Stated goal — Reproduce the entries below in full, word for word.

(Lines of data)
....

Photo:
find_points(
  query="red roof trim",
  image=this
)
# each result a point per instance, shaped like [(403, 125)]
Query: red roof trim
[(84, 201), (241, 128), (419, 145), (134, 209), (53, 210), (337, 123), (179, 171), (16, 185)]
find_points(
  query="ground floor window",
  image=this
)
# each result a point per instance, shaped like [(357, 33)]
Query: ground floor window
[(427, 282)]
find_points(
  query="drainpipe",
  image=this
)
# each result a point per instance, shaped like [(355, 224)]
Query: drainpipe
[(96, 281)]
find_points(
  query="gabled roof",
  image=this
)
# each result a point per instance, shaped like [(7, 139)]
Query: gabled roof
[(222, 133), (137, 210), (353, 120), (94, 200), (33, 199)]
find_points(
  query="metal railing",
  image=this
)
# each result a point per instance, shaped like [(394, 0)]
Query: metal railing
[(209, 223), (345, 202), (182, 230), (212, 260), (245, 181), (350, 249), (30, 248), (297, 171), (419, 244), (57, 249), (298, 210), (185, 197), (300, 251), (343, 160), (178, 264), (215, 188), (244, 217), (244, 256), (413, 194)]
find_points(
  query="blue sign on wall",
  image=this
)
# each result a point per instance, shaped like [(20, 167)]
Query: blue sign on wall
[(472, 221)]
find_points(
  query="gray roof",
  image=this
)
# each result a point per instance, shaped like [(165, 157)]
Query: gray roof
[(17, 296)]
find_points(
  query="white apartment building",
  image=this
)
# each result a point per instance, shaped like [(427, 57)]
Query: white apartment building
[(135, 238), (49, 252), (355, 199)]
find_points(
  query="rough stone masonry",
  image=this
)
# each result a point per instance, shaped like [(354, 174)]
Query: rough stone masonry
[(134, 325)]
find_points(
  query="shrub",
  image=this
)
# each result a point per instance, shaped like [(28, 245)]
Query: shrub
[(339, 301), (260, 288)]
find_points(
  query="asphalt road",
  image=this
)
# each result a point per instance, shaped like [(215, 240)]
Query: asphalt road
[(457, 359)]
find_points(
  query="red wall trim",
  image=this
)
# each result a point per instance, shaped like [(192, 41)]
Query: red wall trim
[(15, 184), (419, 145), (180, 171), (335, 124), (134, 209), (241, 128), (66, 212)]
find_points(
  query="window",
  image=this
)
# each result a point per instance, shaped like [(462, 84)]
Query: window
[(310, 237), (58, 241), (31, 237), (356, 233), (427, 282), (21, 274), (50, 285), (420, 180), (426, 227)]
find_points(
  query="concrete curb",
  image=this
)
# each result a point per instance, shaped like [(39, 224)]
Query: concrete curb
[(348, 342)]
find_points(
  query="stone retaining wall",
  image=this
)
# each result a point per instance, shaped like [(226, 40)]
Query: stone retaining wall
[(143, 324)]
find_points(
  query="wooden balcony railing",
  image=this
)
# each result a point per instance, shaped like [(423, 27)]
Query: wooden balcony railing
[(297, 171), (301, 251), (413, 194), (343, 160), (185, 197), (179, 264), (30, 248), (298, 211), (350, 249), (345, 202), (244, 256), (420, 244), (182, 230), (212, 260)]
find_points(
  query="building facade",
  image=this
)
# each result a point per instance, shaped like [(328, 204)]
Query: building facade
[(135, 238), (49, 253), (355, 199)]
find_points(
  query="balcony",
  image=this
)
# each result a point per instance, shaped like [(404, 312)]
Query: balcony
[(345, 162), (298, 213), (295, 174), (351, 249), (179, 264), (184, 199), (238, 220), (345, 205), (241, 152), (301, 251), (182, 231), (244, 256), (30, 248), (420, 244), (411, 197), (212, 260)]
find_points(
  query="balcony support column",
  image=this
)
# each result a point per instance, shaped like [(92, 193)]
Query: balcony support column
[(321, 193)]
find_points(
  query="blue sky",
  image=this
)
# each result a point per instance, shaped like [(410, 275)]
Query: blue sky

....

Response —
Photo:
find_points(
  query="red roof trim",
  image=this
)
# each result a point per instance, shaped like [(403, 125)]
Query: red roof trim
[(84, 201), (241, 128), (419, 145), (134, 209), (53, 210), (337, 123), (179, 171), (16, 185)]
find_points(
  query="ground floor window",
  image=this
)
# each result a point per instance, shaped like [(357, 33)]
Query: ground floor window
[(427, 282)]
find_points(
  query="drainpipe",
  image=this
)
# each result a point per instance, shaped like [(355, 224)]
Query: drainpipe
[(96, 281)]
find_points(
  query="gabled roof",
  image=this
)
# each result a point per instance, shaped like [(7, 139)]
Query: gabled roof
[(222, 133), (137, 210), (353, 120), (94, 200), (33, 199)]
find_points(
  query="metal railing",
  image=this
)
# each result a point per instance, shaped like [(394, 0)]
Query: metal railing
[(209, 223), (345, 202), (182, 230), (212, 260), (245, 181), (350, 249), (30, 248), (297, 171), (419, 244), (57, 249), (298, 210), (185, 197), (300, 251), (343, 160), (178, 264), (215, 188), (244, 217), (244, 256), (413, 194)]
find_points(
  query="blue sign on wall",
  image=this
)
# each result a point per instance, shaped like [(20, 167)]
Query: blue sign on wall
[(472, 221)]
find_points(
  query="gray roof",
  image=this
)
# each result a point per instance, shaped like [(165, 157)]
Query: gray roof
[(17, 296)]
find_points(
  query="white apartment building",
  image=this
)
# each result a point per instance, shaped like [(427, 57)]
Query: white apartment building
[(135, 238), (49, 252), (355, 199)]
find_points(
  query="rough stone masonry",
  image=this
)
# each result a point per instance, shaped like [(354, 174)]
Query: rough stone masonry
[(134, 325)]
find_points(
  query="shrub",
  image=this
)
# each result a point per instance, shaped like [(28, 245)]
Query: shrub
[(339, 301), (260, 288)]
find_points(
  query="asphalt road",
  image=this
)
# each result a point per instance, shaped like [(215, 240)]
Query: asphalt road
[(457, 359)]
find_points(
  query="red wall trim",
  image=this
)
# each result a point per instance, shaped like [(192, 41)]
Query: red wall trim
[(15, 184), (419, 145), (180, 171), (335, 124), (134, 209), (241, 128), (66, 212)]
find_points(
  query="window",
  image=this
)
# each result a point per instance, shaped like [(462, 84)]
Query: window
[(310, 237), (58, 241), (31, 237), (356, 233), (427, 282), (21, 274), (50, 285), (420, 180), (426, 227)]
find_points(
  query="concrete curb",
  image=this
)
# each result a point per instance, shaped like [(39, 224)]
Query: concrete curb
[(348, 342)]
find_points(
  query="stone retaining wall",
  image=this
)
# each result a point per instance, shaped like [(226, 40)]
Query: stone retaining wall
[(143, 324)]
find_points(
  query="wooden balcony railing",
  image=this
)
# each result a point per instance, shaped like [(423, 27)]
Query: wooden balcony railing
[(297, 171), (301, 251), (413, 194), (343, 160), (185, 197), (179, 264), (30, 248), (298, 211), (350, 249), (345, 202), (244, 256), (420, 244), (182, 230), (212, 260)]
find_points(
  query="building facade",
  image=this
)
# each result a point per instance, shaped like [(328, 204)]
Query: building facade
[(135, 238), (49, 253), (355, 199)]
find_points(
  query="balcony",
  image=this
)
# each result a point per instance, shaped like [(404, 312)]
Query: balcony
[(345, 162), (298, 213), (295, 174), (351, 249), (179, 264), (184, 199), (238, 220), (345, 205), (241, 152), (301, 251), (182, 231), (244, 256), (30, 248), (420, 244), (411, 197), (212, 260)]
find_points(
  query="balcony support column",
  image=this
)
# each result a point per instance, shaped like [(92, 193)]
Query: balcony support column
[(321, 193)]
find_points(
  query="blue sky",
  image=this
)
# each result a point per instance, shaped like [(410, 275)]
Query: blue sky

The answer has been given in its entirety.